Второй пункт таков: «Поддерживая Временное правительство в осуществлении его политической программы, конференция считает необходимым вести энергичную работу по подготовке Учредительного собрания пропагандою республиканского образа правления и всех социально‑политических требований, выставленных в программе‑минимум партии эсеров». Вот этот пункт и вызвал удовольствие Милюкова.

Еще бы! Пропагандируйте республику, сделайте милость, пропагандируйте до самого Учредительного собрания, пока Гучков с Милюковым будут действовать, сажая на престол одного Романова за другим то легально, как Михаила, то окольным путем, как Николая Николаевича! Пропагандируйте и насчет прочих «социально‑политических требований», но только не требуйте ничего до Учредительного собрания.

Мартовские эсеры с готовностью заявили: да будет так. А Милюков посвятил им благожелательный абзац в своей «Истории». Хорошо, что в руководящем органе демократии, в Исполнительном Комитете, эти элементы в то время не имели еще никакой силы и почти не были заметны там. Иначе не было бы никакой надежды, что первый Исполнительный Комитет за первые шаги российской революции заслужит хоть сколько‑нибудь благожелательную строку в действительной истории великих событий.

Вопрос о возобновлении работ, помнится, не вызвал в Исполнительном Комитете ни страстей, ни долгих дебатов. Было очевидно: победа окончательно достигнута и дальнейшая забастовка есть не что иное, как бессмысленная разруха и без того разрушенных производительных сил. Вместе с тем создана и упрочена необходимая боевая организация в лице Совета, и при малейшей опасности, при малейшей к тому нужде теперь петербургский пролетариат (а пожалуй, и гарнизон) может быть мобилизован в два‑три часа для какого угодно боевого выступления.

Существо дела было ясно для всех и не вызвало разногласий. Только большевики «из приличия», «из принципа», из‑за того, что noblesse oblige,[44]считали долгом что‑то проворчать насчет контрреволюционности буржуазии, перед которой не пристало складывать оружия. Но это было нечленораздельно и несерьезно. Немедленная ликвидация забастовки и переход на новое мирное положение были предрешены в Исполнительном Комитете.

Но трудность заключалась не здесь. Вопрос был в том, удастся ли немедленно ликвидировать забастовку и как это сделать? Среди масс было довольно сильное течение – не становиться на работу. С одной стороны, слишком сильна была встряска, слишком велико еще было возбуждение, слишком подавляющи были впечатления от небывалого грандиозного праздника, выбившего массы из колеи, чтобы легко и так быстро перейти от него к рабочим будням, к привычному распорядку, к заводскому ярму. Столичный пролетариат только что зажил новой, общественной жизнью, связался сотнями тысяч нитей со всевозможными новыми организациями, успел выработать себе новый уклад, от которого приходилось отрываться для старого полузабытого станка.

• Задания
1. Перепишите из приведенного отрывка всё от слов «Но трудность заключалась» и до слов «старого полузабытого станка.» включительно.
2. Какой орган в приведенном отрывке назван руководящим органом демократии?
3. Пожалуйста, перескажите абзац приведенного отрывка, начинающийся словами «Но трудность заключалась не здесь», короче, в виде списка, сохранив его главные факты.
Данные ниже взяты из другого источника.

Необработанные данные
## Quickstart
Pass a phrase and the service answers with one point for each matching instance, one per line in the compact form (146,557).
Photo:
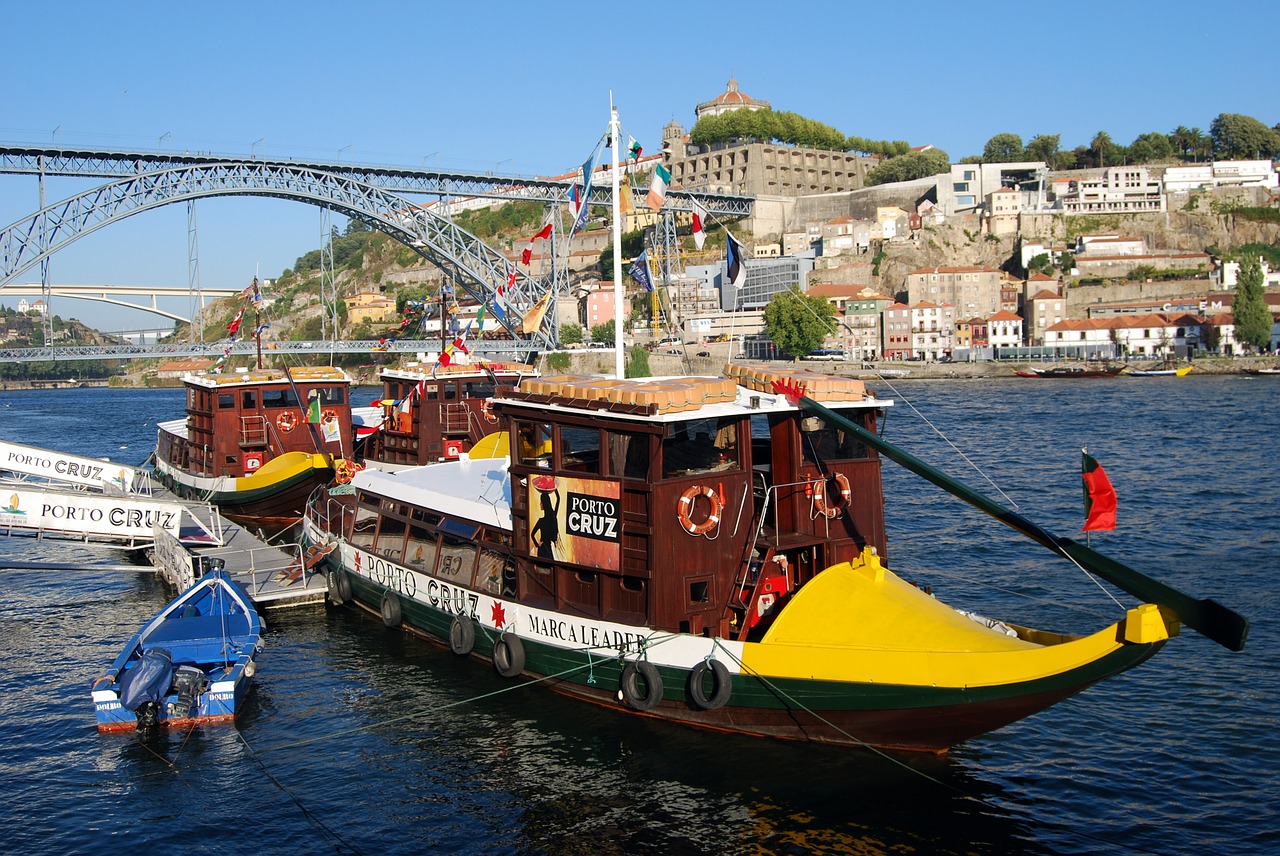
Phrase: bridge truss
(373,195)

• Решения
1.
Но трудность заключалась не здесь. Вопрос был в том, удастся ли немедленно ликвидировать забастовку и как это сделать? Среди масс было довольно сильное течение – не становиться на работу. С одной стороны, слишком сильна была встряска, слишком велико еще было возбуждение, слишком подавляющи были впечатления от небывалого грандиозного праздника, выбившего массы из колеи, чтобы легко и так быстро перейти от него к рабочим будням, к привычному распорядку, к заводскому ярму. Столичный пролетариат только что зажил новой, общественной жизнью, связался сотнями тысяч нитей со всевозможными новыми организациями, успел выработать себе новый уклад, от которого приходилось отрываться для старого полузабытого станка.

2. Исполнительный Комитет.

3.
- Трудность была в другом: удастся ли немедленно ликвидировать забастовку и как это сделать.
- Среди масс было довольно сильное течение против выхода на работу.
- Встряска и возбуждение были слишком сильны. Впечатления от небывалого праздника выбили массы из колеи, и быстро вернуться к рабочим будням и заводскому ярму было трудно.
- Столичный пролетариат только что зажил новой, общественной жизнью, связался с множеством новых организаций и выработал новый уклад. От него приходилось отрываться ради старого станка.